What this task involves
Copy each of the following records word for word, without altering any wording, spacing, or punctuation.

Listed records

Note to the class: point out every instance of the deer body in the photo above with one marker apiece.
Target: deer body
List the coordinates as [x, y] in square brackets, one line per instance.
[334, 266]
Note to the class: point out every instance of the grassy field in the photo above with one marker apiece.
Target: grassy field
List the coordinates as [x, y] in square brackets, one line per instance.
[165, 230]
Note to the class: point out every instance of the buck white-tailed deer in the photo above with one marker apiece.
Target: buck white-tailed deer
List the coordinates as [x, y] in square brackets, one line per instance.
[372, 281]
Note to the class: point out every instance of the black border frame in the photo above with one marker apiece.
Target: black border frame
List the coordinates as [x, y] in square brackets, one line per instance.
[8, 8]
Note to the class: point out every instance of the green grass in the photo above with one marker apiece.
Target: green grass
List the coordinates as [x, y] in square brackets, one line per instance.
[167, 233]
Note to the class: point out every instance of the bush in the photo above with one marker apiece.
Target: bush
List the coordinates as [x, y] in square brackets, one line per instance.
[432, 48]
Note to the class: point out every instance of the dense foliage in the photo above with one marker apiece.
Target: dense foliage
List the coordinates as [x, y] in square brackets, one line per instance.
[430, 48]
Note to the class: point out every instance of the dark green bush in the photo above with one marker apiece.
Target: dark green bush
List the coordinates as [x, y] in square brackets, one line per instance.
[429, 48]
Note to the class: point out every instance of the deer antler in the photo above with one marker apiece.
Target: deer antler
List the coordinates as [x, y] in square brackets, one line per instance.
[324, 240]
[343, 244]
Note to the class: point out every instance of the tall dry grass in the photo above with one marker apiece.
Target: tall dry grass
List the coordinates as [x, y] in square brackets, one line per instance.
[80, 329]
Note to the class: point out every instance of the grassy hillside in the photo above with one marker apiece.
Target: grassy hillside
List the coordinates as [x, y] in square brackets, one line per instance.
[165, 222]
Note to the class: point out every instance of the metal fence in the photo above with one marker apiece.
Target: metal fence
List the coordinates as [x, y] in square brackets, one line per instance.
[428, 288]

Written response
Note to the class: point out every instance of the deer body in the photo above with one marker apiece.
Target: deer body
List the coordinates as [x, y] in square brackets, one line per instance.
[334, 266]
Note to the class: point out every instance of the grassy field in the photo above with one marker apiece.
Target: grassy field
List the coordinates as [x, y] in square brackets, one line per instance.
[165, 230]
Note to the class: point out every instance of the buck white-tailed deer in the photo above with one marker apiece.
Target: buck white-tailed deer
List the coordinates as [x, y] in square brackets, one line per instance.
[372, 281]
Note to the class: point out every instance of the black border frame in the photo above with one marker apiece.
Target: black border frame
List the coordinates as [x, y] in square brackets, one line per instance.
[8, 8]
Note to the class: point out every instance of the green grass in the photo above with one marker apiece.
Target: green grass
List the coordinates as [x, y] in square brackets, one line per instance.
[167, 233]
Note to the class: point out every instance of the bush in the photo above with one marker apiece.
Target: bush
List the coordinates as [x, y] in square brackets, one line per instance.
[432, 48]
Note to the class: point out every instance of the dense foliage in the photo above with one marker apiece.
Target: dense foliage
List the coordinates as [x, y] in square brackets, one line per instance.
[430, 48]
Note to the class: point out every instance of the dark green bush in the photo above with one marker apiece.
Target: dark green bush
List the coordinates as [x, y] in square brackets, one line per instance.
[429, 48]
Note to the class: point out every instance of the deer antler in the photo above with one marker apiece.
Target: deer antler
List the coordinates as [x, y] in square brackets, one line per instance.
[324, 240]
[343, 244]
Note to the class: point out every instance of the tall dry grass in the photo above with one marker apiece.
Target: tall dry grass
List the coordinates as [x, y] in square brackets, one line per instance.
[80, 329]
Note to the class: point out every instance of the grassy hillside in the photo above with one marker apiece.
Target: grassy hillside
List the coordinates as [x, y] in square brackets, one line per instance.
[165, 222]
Note to the class: point out every instance of the metal fence in the photo above with one marker apiece.
Target: metal fence
List the coordinates as [x, y] in square brackets, one line per instance.
[428, 288]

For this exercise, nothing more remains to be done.